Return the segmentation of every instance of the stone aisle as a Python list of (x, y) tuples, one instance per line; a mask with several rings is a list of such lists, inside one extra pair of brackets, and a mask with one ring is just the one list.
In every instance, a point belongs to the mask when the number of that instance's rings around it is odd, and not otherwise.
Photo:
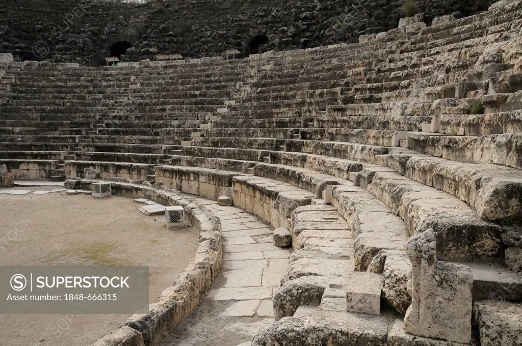
[(290, 251), (274, 246), (273, 228), (234, 207), (198, 198), (221, 220), (222, 273), (199, 305), (163, 346), (246, 346), (274, 321), (272, 297), (288, 266)]

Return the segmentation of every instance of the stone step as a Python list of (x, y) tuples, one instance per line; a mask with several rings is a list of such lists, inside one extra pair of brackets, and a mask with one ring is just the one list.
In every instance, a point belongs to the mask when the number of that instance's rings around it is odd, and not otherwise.
[(500, 226), (481, 220), (460, 199), (388, 167), (363, 169), (354, 184), (370, 192), (400, 216), (409, 234), (432, 229), (440, 261), (503, 262)]
[(405, 150), (393, 152), (390, 167), (421, 184), (465, 201), (479, 218), (509, 219), (522, 212), (519, 169), (494, 164), (461, 163)]
[(473, 274), (473, 300), (522, 302), (522, 276), (499, 266), (462, 263)]
[(51, 176), (51, 181), (65, 181), (65, 175)]

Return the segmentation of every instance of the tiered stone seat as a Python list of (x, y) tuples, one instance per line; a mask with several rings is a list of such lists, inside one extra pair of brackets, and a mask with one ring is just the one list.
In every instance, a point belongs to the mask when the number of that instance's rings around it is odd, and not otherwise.
[[(410, 237), (433, 232), (439, 261), (469, 268), (479, 329), (479, 301), (522, 300), (519, 243), (506, 238), (522, 215), (521, 5), (238, 60), (11, 64), (0, 164), (17, 179), (92, 167), (228, 195), (287, 228), (281, 319), (253, 344), (314, 343), (314, 328), (339, 344), (435, 344), (387, 321), (411, 303)], [(484, 114), (469, 114), (479, 102)]]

■ ■ ■ ■

Write out the lines above as a JSON list of strings, one string for each line, skipping blank lines and leaving out the pictures.

- _Exercise answer_:
[
  "Return the segmentation of every instance of the stone aisle as a Python list of (x, y) tuples, one instance per line; a mask with several rings is a list of such lists, inside one extra pair of brackets, and a mask with one ring is just the one list.",
  "In every instance, a point belongs to the mask when the number of that instance's rings around it is odd, and not otherwise.",
  "Photo:",
  "[(290, 251), (274, 246), (273, 228), (234, 207), (198, 198), (221, 220), (222, 273), (199, 305), (163, 346), (246, 346), (274, 321), (272, 297), (288, 266)]",
  "Return the segmentation of every instance of the stone step as a Python list of (x, y) tuples, one instance per line; a mask with several rings is a list of such lists, inside one extra pair of brackets, and a mask with one ring is just the one list.",
  "In every instance, a point belongs to the mask when the number of that instance's rings around it is odd, and not otherwise.",
  "[(500, 226), (481, 220), (460, 199), (388, 167), (363, 169), (354, 184), (370, 192), (400, 216), (409, 234), (432, 229), (440, 261), (503, 262)]",
  "[(405, 150), (393, 152), (390, 167), (421, 184), (465, 201), (479, 218), (509, 219), (522, 212), (519, 169), (494, 164), (461, 163)]",
  "[(473, 274), (473, 300), (522, 302), (522, 276), (499, 266), (462, 263)]",
  "[(51, 176), (51, 181), (65, 181), (65, 175)]",
  "Return the segmentation of every instance of the tiered stone seat as a Python list of (x, y) tuples, one instance per line; a mask with several rings is a list of such lists, inside one extra pair of brackets, and a mask with one ring is just the one list.",
  "In every instance, a point belongs to the mask when the number of that instance's rings around it is odd, and not otherwise.",
  "[[(410, 237), (433, 232), (439, 261), (469, 268), (479, 329), (479, 301), (522, 300), (519, 243), (506, 238), (522, 215), (521, 5), (238, 60), (11, 64), (0, 164), (17, 179), (92, 167), (228, 195), (287, 228), (281, 319), (253, 344), (314, 343), (314, 328), (339, 344), (435, 344), (387, 321), (411, 303)], [(484, 114), (469, 114), (479, 102)]]"
]